WHAT YOU NEED TO DO: Please switch "thick" to "wide" in everything from the line containing "Point to the photograph, one" down to the end of the items, and write out those lines again with all else unchanged.

SUPPLIED DATA:

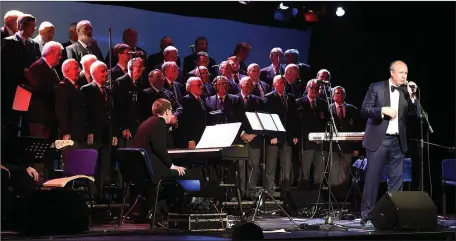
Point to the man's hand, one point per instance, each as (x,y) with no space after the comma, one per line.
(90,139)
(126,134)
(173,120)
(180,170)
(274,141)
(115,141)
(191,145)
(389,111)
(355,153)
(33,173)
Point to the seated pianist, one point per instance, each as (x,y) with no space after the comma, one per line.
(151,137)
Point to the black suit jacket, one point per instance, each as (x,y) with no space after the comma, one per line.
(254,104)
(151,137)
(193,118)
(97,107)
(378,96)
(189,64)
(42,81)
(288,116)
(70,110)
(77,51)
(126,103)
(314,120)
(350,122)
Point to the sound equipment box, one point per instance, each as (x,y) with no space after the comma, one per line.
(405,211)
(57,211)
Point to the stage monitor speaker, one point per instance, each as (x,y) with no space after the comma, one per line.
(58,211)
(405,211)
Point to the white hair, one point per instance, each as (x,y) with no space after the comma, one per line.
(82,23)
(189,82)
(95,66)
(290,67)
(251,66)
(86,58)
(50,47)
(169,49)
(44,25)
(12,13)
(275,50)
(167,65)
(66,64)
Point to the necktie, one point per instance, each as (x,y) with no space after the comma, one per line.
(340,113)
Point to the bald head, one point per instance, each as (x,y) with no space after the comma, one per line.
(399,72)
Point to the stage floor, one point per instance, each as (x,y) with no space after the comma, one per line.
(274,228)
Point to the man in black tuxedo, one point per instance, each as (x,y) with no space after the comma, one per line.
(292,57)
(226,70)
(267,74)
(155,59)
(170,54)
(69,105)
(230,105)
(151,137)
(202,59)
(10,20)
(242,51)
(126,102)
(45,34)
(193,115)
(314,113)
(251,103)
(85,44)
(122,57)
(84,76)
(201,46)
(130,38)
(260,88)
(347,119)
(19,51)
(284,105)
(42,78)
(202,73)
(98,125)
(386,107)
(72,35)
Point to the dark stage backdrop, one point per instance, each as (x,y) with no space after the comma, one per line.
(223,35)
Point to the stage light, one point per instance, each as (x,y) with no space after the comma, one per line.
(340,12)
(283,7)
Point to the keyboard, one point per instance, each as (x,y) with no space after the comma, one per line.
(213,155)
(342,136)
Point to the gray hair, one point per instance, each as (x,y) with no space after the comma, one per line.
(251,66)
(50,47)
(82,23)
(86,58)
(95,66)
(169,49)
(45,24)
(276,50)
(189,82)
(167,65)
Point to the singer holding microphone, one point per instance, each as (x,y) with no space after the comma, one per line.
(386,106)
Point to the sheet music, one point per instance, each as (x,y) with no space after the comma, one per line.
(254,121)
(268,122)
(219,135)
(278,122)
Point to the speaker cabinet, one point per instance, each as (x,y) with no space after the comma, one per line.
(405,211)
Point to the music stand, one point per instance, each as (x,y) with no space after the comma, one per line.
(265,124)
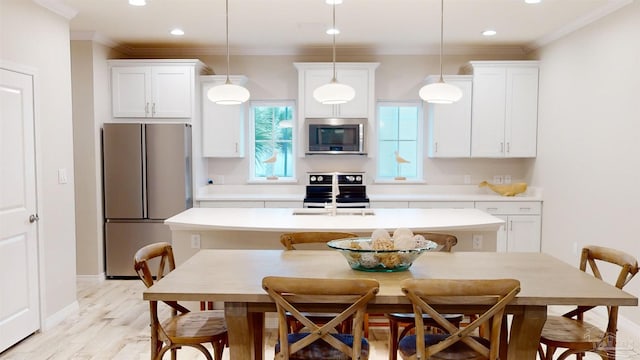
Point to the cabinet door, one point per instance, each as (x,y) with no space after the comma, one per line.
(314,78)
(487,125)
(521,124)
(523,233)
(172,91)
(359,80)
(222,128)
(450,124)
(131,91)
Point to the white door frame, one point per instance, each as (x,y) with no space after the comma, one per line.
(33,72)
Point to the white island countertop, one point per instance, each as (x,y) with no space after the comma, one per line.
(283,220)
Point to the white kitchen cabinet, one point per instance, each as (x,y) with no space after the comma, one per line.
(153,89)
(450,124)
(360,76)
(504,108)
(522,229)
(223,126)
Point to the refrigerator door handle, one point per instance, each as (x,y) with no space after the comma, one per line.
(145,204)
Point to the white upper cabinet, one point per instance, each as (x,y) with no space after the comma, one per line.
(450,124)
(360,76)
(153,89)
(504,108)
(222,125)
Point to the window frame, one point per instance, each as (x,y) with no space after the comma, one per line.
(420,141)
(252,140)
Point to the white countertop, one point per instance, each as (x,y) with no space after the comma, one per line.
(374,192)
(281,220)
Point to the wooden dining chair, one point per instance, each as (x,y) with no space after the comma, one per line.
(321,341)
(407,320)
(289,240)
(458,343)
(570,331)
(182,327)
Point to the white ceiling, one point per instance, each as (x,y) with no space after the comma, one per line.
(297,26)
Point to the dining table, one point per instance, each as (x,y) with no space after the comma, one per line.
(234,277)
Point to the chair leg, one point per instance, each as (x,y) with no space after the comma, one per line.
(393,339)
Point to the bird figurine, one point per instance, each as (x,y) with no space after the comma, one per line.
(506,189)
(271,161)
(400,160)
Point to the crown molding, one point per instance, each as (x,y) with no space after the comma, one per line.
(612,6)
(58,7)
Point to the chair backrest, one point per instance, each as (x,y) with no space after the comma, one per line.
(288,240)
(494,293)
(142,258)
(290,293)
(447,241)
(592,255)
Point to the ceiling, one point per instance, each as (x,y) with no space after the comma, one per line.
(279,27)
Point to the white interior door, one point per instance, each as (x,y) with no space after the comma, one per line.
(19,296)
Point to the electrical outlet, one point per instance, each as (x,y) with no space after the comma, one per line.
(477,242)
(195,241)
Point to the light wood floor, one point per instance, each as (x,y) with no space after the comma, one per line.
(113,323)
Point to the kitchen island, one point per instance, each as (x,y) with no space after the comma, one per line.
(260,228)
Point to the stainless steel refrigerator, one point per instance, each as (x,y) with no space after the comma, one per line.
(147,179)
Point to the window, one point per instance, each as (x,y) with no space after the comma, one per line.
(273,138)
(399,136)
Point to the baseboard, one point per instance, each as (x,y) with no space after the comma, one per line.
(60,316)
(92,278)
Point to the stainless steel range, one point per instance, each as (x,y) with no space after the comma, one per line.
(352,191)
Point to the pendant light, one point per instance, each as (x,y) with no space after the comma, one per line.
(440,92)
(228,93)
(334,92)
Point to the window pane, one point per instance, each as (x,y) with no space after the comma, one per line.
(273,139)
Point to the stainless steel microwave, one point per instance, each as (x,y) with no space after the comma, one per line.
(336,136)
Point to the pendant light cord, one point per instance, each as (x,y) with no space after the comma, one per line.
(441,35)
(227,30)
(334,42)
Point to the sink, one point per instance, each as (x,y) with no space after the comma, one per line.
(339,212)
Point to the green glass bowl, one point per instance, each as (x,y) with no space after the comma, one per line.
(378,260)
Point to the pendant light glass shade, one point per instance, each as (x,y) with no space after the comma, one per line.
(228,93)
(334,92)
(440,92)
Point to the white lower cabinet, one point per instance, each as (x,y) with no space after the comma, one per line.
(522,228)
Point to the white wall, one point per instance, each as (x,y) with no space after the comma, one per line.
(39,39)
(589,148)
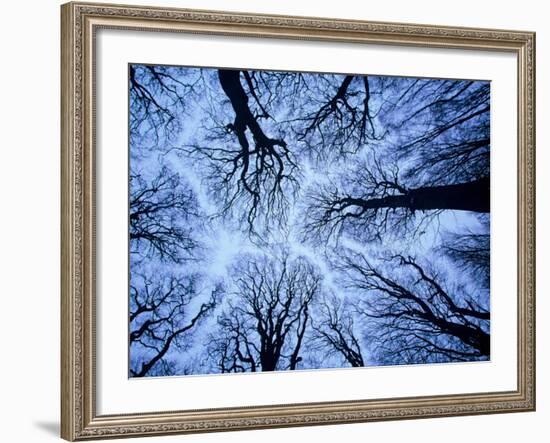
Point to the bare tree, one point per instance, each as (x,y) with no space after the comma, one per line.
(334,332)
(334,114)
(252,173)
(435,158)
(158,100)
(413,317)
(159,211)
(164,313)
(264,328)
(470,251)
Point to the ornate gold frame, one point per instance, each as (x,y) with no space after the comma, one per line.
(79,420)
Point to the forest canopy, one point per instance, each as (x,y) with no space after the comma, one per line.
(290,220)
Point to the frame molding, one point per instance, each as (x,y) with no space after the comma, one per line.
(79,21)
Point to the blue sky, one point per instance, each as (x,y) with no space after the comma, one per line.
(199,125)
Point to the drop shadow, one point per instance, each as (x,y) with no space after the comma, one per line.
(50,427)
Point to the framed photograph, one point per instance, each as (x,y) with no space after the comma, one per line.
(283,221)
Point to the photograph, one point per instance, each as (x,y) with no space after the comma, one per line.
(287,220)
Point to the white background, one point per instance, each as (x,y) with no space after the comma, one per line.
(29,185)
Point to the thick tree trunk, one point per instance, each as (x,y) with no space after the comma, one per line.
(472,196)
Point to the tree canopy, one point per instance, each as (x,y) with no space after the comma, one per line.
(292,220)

EXPECTED ANSWER:
Point to the photograph, one point per instance, each as (x,y) with no space after the comma, one per line.
(287,220)
Point to the white background, one point per instance, each as (x,y) with no space after the comma, one per line.
(29,185)
Point to the wide tree trunk, one point per instance, each as (x,y) with no space after the comma, one per line.
(472,196)
Point to the tree canopy, one point per instance, each as (x,y) with no space after the comma, one per line.
(292,220)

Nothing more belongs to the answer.